Object detection data:
>>

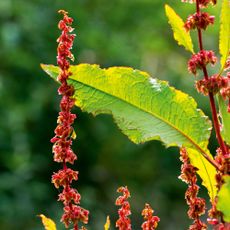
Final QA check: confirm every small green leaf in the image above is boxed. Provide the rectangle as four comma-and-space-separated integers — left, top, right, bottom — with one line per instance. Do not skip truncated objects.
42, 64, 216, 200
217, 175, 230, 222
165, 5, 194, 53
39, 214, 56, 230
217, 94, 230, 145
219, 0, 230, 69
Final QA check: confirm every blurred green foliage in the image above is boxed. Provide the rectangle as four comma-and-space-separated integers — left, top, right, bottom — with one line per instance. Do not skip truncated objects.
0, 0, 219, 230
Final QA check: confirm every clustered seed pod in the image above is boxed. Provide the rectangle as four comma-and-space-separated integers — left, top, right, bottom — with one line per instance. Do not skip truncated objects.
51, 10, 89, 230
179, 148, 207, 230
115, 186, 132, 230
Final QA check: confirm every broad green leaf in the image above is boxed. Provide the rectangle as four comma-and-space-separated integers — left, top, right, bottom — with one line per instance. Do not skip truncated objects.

<<
>>

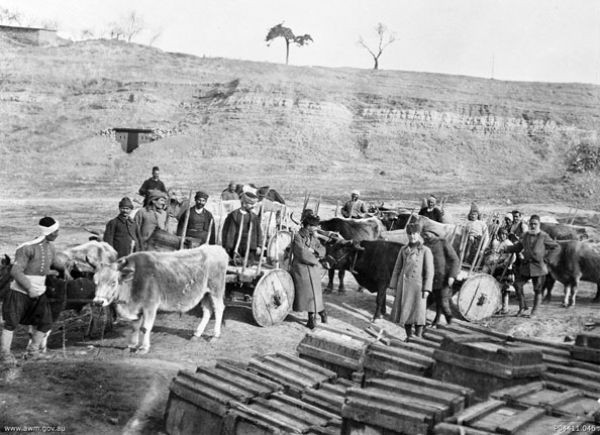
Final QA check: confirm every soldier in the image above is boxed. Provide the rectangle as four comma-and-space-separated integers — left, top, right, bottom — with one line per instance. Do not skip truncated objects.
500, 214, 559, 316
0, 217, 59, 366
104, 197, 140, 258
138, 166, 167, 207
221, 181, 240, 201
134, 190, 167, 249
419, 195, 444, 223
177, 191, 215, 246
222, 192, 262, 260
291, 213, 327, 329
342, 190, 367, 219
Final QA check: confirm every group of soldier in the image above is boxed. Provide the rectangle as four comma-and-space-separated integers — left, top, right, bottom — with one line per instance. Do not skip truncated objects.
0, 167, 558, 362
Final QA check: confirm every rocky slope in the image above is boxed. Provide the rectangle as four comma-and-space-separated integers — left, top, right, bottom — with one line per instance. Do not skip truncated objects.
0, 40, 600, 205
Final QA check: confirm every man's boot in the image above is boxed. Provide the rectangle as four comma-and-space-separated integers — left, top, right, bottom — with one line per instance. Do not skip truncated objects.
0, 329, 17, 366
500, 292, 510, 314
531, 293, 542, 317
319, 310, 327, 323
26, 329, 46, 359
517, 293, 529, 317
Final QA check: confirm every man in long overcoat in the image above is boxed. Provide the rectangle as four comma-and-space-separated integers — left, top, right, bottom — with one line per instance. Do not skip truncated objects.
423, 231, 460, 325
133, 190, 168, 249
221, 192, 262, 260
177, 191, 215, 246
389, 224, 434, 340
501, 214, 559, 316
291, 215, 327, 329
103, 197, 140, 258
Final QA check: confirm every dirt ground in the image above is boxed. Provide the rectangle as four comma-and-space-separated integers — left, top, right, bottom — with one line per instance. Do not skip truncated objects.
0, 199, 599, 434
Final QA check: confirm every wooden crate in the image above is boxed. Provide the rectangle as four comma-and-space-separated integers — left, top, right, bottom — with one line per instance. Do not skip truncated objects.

<<

Format the lines of the material as a numbered list, from the one containing "Final QA check: confirm every dirt" through the one containing "Final QA check: confirm every wooden", both included. Leave out any blank lines and include nothing beyond that range.

1. Final QA check: confirm every dirt ground in the image above is boxed. Provide the rectangle as four comma-and-space-separated integers — left, top, right, bottom — with one line per instance. Do not skip truncated objects.
2. 0, 199, 599, 434
3. Final QA check: confirm every wooden crate in the image above is boxed. Provide the rectangle as four comma-and-space-separated integers — left, top, right, bottom — with one line per instance. Do not skip truncated objects.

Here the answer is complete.